*** EXTRACTED RECORDS ***

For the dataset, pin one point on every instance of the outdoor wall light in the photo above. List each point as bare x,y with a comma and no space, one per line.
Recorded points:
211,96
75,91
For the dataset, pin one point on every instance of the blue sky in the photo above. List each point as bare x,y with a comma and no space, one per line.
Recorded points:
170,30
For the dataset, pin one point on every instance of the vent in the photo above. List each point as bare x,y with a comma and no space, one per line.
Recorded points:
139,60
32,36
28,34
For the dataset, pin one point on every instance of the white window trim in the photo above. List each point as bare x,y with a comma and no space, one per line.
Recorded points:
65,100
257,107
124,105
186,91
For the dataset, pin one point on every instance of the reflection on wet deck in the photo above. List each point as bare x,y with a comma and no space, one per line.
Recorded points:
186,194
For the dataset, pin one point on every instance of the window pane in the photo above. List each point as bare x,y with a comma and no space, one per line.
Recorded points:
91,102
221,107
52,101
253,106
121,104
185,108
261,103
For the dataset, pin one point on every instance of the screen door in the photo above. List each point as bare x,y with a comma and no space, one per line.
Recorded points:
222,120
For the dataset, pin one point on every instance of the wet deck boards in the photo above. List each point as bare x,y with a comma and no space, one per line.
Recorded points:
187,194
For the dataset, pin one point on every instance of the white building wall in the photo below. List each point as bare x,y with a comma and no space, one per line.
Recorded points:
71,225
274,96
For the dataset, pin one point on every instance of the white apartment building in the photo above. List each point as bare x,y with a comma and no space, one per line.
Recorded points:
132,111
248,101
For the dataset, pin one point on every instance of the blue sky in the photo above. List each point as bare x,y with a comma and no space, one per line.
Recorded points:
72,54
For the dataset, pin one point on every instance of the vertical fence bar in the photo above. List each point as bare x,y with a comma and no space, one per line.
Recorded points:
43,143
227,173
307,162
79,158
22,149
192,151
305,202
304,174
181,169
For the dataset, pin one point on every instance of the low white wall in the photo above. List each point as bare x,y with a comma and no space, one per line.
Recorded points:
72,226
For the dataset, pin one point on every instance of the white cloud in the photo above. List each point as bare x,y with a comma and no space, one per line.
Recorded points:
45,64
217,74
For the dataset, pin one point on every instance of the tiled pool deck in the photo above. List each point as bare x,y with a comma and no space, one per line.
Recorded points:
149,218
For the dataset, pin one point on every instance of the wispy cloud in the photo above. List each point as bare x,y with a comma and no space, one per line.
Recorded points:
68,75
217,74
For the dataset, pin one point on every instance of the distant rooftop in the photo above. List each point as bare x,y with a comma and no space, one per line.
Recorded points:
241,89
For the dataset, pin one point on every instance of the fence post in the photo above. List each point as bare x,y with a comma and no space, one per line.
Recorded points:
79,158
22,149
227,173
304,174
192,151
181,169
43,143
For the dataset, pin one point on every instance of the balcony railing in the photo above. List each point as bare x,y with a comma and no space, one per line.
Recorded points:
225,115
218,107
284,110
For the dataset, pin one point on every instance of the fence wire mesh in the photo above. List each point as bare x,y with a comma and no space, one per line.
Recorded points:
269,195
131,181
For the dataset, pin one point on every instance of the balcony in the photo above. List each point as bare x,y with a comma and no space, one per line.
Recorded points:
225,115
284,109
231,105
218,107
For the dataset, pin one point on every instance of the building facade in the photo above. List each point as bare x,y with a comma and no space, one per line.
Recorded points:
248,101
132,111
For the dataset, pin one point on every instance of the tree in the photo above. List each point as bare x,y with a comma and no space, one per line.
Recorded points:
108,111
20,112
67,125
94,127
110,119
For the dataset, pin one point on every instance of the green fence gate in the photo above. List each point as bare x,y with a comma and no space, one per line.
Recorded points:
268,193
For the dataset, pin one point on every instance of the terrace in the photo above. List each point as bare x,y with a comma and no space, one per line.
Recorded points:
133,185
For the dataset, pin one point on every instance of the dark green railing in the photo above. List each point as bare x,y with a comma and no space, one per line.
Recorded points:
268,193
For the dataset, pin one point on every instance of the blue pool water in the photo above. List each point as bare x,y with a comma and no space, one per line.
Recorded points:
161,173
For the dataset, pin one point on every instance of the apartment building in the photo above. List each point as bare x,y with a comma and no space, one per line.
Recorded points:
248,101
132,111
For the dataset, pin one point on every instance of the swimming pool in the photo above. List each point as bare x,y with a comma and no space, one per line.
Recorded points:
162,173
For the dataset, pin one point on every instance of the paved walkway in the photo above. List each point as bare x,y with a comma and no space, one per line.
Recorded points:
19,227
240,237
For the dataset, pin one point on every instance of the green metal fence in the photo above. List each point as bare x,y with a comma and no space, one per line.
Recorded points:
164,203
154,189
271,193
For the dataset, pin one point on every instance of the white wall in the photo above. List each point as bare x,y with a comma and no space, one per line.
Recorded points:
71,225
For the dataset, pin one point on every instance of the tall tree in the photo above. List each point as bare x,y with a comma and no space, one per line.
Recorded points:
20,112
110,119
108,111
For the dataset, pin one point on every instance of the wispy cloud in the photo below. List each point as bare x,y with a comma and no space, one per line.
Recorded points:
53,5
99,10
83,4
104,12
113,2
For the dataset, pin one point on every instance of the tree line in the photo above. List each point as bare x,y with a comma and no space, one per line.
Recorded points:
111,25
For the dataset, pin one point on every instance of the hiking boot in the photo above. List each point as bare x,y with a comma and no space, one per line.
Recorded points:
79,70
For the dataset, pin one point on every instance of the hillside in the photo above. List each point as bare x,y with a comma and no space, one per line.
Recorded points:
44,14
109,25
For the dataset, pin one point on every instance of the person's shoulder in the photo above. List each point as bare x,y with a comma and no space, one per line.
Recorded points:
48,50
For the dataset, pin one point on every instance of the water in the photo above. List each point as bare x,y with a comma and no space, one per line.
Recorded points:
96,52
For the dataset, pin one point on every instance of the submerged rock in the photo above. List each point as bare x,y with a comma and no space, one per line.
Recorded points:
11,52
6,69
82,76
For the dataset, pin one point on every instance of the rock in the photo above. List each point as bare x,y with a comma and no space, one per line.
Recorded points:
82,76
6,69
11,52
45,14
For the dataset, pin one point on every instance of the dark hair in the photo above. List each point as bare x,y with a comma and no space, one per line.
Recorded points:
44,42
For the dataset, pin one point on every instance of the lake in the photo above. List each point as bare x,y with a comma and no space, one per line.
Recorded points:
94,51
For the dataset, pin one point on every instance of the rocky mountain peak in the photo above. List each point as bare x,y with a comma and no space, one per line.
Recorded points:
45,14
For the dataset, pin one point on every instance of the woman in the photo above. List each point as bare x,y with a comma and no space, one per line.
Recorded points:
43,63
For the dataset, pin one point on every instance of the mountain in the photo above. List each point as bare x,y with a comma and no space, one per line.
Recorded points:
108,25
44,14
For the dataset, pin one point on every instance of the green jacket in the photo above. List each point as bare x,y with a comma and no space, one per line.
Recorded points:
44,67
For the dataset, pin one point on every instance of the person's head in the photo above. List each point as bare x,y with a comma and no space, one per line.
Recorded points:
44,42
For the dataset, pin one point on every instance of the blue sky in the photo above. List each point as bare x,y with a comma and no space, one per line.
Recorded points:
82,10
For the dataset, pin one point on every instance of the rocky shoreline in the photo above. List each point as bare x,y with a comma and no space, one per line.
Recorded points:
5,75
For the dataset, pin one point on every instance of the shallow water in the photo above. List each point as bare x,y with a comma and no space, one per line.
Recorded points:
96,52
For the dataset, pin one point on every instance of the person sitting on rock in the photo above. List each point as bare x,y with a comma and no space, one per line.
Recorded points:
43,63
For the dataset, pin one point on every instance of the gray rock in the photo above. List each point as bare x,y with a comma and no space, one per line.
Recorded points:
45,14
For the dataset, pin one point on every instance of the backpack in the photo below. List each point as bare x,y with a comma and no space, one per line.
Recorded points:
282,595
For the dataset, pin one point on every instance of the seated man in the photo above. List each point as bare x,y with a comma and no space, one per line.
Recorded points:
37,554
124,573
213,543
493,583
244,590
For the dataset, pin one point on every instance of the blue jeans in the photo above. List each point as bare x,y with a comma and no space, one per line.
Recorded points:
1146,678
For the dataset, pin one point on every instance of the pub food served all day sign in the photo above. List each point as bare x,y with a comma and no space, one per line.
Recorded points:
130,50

***

WRITTEN INSTRUCTION -> Take the lines above from the one holding "of the shallow" to the last and output them exactly.

FULL OUTPUT ->
For the dataset, pin one point on every instance of the shallow water in the photo above. List each point as bare x,y with a comma and no space, one per line.
Recorded points:
96,52
For the dataset, pin one point on every instance of the person sitting on rock in the photo above. List each point as bare x,y with a comma and no space, one per line.
Recorded points:
43,63
For the dataset, pin one point on every instance of the gray rock in the photo above. List each point as bare x,y with a comma and no space, one per line.
Recorded points:
45,14
For the dataset, pin one point on every instance of the backpack in the photo below. List each point as bare x,y with a comma and no space, one per line.
Recorded points:
282,595
For the dataset, pin one point on every instance of the seated man in the photo above. List each point as bare x,y with a comma and no space, one per line.
Recorded points:
37,554
124,573
213,543
493,583
244,590
For the dataset, pin one point on every instance of the blue jeans in the photo above. List each point as bare x,y with a comma and no space, one per line.
Recorded points:
1146,678
For the dataset, pin one point on every instance of the pub food served all day sign in the photo above. List each point as bare x,y with a comma and no space, one per line.
Recorded points:
130,50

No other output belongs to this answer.